● **URAIAN TUGAS**: Kembalikan seluruh teks tentang komunikasi dengan pasangan dan pengelolaan amarah di bawah ini tanpa mengubah satu karakter pun.

● **DOKUMEN SUMBER**:
━━━━

Komunikasi sebagai bentuk penyampaian pesan kepada pasangan. Kita sebenarya ingin menyampaikan ini ke pasangan, tetapi kita tidak tahu bagaimana cara menyampaikannya. Ketidaktahuan dan kesalahan dalam berkomunikasi dapat menimbulkan konflik. Ketika komunikasi sudah bisa dibangun sejak awal, tindakan kekerasan terhadap pasangan seharusnya tidak terjadi.

Kemudian, tentang mengelola amarah. Jatmiko dan kelompoknya sangat menyadari bahwa marah itu manusiawi. Kita bisa mengelola itu. Marah seperti sebuah proses, pasti ada akibat dari suatu sebab. Antara emosi dan tindakan ada beberapa detik untuk memikirkan apa yang dipilih untuk dilakukan.

“Marah itu manusiawi. Misalnya kalau marah matanya merah, tangannya pengen mengepal, dibalik itu kita punya waktu untuk memilih bagaimana melampiaskan marah. Bisa jadi kita memilih melampiaskan ke hal yang negatif misalnya segera memukul anak, nyubit anak, atau memukul pasangan. Tetapi kita sebenarnya punya pilihan bagaimana meluapkan marah,” kata Jatmiko.

━━━━

● **DATA YANG DIBERIKAN**:
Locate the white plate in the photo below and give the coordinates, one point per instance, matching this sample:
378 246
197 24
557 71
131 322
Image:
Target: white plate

━━━━

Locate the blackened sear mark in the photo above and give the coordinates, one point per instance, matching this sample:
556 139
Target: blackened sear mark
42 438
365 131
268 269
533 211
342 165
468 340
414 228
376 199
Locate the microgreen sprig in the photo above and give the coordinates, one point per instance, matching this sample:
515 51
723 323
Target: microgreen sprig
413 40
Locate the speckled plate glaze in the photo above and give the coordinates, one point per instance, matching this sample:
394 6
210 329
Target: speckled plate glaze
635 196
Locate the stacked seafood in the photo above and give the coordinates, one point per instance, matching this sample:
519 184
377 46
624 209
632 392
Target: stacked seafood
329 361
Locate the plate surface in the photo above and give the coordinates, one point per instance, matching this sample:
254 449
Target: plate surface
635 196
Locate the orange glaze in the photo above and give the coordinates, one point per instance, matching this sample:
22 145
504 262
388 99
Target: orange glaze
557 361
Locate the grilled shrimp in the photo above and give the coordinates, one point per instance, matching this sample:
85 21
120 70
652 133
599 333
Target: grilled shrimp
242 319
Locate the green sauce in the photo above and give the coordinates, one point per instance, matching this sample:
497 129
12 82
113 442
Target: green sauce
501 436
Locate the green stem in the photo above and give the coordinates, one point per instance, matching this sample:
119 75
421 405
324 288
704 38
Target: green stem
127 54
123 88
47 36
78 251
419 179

━━━━

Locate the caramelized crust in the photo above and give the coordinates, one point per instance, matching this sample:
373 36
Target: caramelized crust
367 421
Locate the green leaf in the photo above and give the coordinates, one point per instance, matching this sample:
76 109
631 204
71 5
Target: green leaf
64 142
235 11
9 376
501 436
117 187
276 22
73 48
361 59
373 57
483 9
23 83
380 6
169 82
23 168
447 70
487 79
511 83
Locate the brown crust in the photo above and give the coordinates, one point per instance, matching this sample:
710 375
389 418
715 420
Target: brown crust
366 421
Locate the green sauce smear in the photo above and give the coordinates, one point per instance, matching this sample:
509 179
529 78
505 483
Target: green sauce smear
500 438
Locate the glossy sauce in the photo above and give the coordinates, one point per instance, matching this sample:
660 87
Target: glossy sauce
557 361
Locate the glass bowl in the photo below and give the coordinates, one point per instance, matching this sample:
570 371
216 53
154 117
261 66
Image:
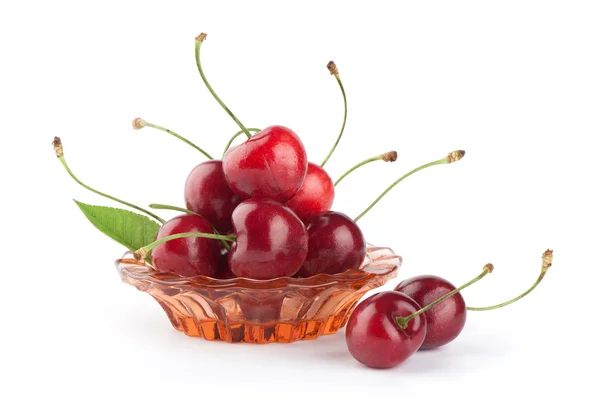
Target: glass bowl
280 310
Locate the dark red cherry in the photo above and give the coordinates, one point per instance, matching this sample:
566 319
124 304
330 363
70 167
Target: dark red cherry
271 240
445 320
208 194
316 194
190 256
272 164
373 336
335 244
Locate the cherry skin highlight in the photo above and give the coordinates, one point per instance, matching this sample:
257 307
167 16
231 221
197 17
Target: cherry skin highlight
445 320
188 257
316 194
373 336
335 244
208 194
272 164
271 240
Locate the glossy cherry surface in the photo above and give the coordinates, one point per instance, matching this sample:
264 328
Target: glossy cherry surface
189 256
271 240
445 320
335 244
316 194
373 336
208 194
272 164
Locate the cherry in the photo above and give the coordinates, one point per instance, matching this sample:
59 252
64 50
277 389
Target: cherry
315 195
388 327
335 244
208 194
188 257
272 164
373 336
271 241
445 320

━━━━

● **HASIL LATIHAN**:
Komunikasi sebagai bentuk penyampaian pesan kepada pasangan. Kita sebenarya ingin menyampaikan ini ke pasangan, tetapi kita tidak tahu bagaimana cara menyampaikannya. Ketidaktahuan dan kesalahan dalam berkomunikasi dapat menimbulkan konflik. Ketika komunikasi sudah bisa dibangun sejak awal, tindakan kekerasan terhadap pasangan seharusnya tidak terjadi.

Kemudian, tentang mengelola amarah. Jatmiko dan kelompoknya sangat menyadari bahwa marah itu manusiawi. Kita bisa mengelola itu. Marah seperti sebuah proses, pasti ada akibat dari suatu sebab. Antara emosi dan tindakan ada beberapa detik untuk memikirkan apa yang dipilih untuk dilakukan.

“Marah itu manusiawi. Misalnya kalau marah matanya merah, tangannya pengen mengepal, dibalik itu kita punya waktu untuk memilih bagaimana melampiaskan marah. Bisa jadi kita memilih melampiaskan ke hal yang negatif misalnya segera memukul anak, nyubit anak, atau memukul pasangan. Tetapi kita sebenarnya punya pilihan bagaimana meluapkan marah,” kata Jatmiko.